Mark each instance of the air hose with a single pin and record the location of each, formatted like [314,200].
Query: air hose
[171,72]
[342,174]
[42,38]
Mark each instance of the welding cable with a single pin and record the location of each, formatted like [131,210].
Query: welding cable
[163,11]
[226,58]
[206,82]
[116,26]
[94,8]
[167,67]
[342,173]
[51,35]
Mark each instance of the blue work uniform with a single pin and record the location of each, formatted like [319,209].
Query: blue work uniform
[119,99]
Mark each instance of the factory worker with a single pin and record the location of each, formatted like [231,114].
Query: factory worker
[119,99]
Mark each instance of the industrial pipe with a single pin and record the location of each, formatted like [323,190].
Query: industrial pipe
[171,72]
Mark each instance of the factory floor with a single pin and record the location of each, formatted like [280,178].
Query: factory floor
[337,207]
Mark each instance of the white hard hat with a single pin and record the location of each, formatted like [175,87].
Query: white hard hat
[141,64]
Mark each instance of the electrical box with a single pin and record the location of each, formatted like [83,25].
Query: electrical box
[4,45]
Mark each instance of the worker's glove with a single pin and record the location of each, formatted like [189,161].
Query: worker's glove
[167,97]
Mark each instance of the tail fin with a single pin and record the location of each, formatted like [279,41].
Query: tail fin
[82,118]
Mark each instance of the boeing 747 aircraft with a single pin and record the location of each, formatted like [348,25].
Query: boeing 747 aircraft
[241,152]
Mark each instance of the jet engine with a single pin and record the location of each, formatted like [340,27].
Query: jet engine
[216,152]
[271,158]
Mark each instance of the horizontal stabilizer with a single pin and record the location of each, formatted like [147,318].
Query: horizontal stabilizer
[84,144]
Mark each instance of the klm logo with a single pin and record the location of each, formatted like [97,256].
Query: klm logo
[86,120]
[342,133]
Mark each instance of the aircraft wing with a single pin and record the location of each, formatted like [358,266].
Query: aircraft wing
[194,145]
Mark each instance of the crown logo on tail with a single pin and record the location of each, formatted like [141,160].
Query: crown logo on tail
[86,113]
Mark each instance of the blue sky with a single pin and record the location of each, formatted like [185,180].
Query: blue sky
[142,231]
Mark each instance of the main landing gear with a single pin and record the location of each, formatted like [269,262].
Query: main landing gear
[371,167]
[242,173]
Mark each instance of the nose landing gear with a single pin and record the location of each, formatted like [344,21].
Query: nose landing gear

:: Work to be completed ::
Give the listing above again, word for word.

:: Reply to the task ::
Mark each instance of the air hose with a single pin and record the location of each, formatted like [314,200].
Query: air hose
[171,72]
[342,174]
[42,38]
Mark each instance of the welding cable with a single pin and record the location of each, formatted like [131,210].
Query: welding cable
[163,11]
[226,58]
[206,82]
[116,26]
[94,8]
[167,67]
[342,173]
[51,35]
Mark each instance of the blue work uniform with a single pin and record the location of each, formatted like [319,209].
Query: blue work uniform
[119,99]
Mark each instance of the factory worker with a single pin and record the location of each, formatted like [231,114].
Query: factory worker
[119,99]
Mark each instance of the industrial pipe with a single pin and record the location of each, formatted like [323,190].
Query: industrial pipe
[171,72]
Mark each instance of the factory floor with a single pin and record the location of each, formatted like [280,178].
Query: factory floor
[337,207]
Mark each instance of the white hard hat with a single pin and record the location of each, formatted like [175,87].
Query: white hard hat
[141,64]
Mark each instance of the electrical box with a single pin and record the location of each, formatted like [83,25].
Query: electrical box
[4,45]
Mark each instance of the worker's glove with a single pin and record the location of each, formatted like [189,161].
Query: worker's glove
[167,97]
Mark each instance of the tail fin with a single pin and record the location of each, formatted like [279,41].
Query: tail fin
[82,118]
Mark each instance of the boeing 747 aircraft with a single pin and record the location of each, formatted like [348,25].
Query: boeing 747 aircraft
[241,152]
Mark each instance of the jet engine with a single pin and record the location of each, formatted like [340,27].
Query: jet engine
[216,152]
[271,158]
Mark each instance of the horizontal stabilizer with a single pin and record the location of each, formatted like [147,318].
Query: horizontal stabilizer
[84,144]
Mark each instance of the klm logo with a single pin and record the location of each, formatted like [97,256].
Query: klm logo
[86,120]
[342,133]
Mark each instance of the aircraft wing with a single pin and record the location of each, formatted like [358,266].
Query: aircraft wing
[194,145]
Mark each instance of the crown logo on tail with a single pin and record the location of each, formatted like [141,160].
Query: crown logo on tail
[86,113]
Mark each instance of the blue sky with a single pin and record the location of each, formatted like [185,180].
Query: blue sky
[142,231]
Mark each instance of the main landing gear with a single pin and record the location of each, formatted like [269,262].
Query: main landing gear
[371,167]
[242,173]
Mark each instance of the nose landing gear with a single pin and record the location of each, formatted like [344,21].
Query: nose landing gear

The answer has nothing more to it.